What is needed here is an exact printout of the data, with no pictures included.

Exercise input START

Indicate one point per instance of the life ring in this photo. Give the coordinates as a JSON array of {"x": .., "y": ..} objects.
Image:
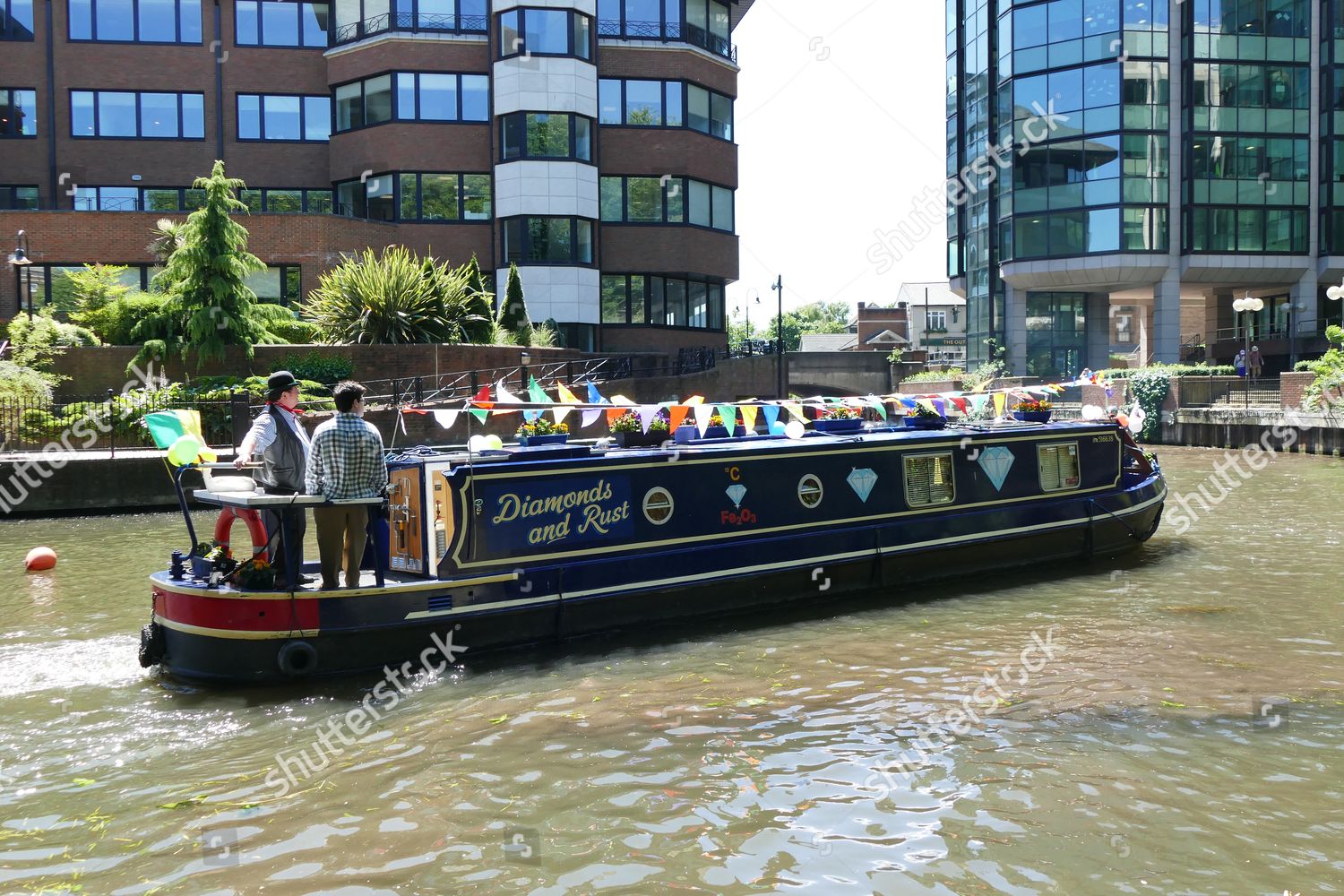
[
  {"x": 254, "y": 528},
  {"x": 297, "y": 659}
]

Exercise input END

• [Solved exercise]
Indicate one point per instance of the life ring in this photo. Give the coordinates as a JSON array of {"x": .., "y": ..} objects.
Image:
[
  {"x": 254, "y": 528},
  {"x": 297, "y": 659}
]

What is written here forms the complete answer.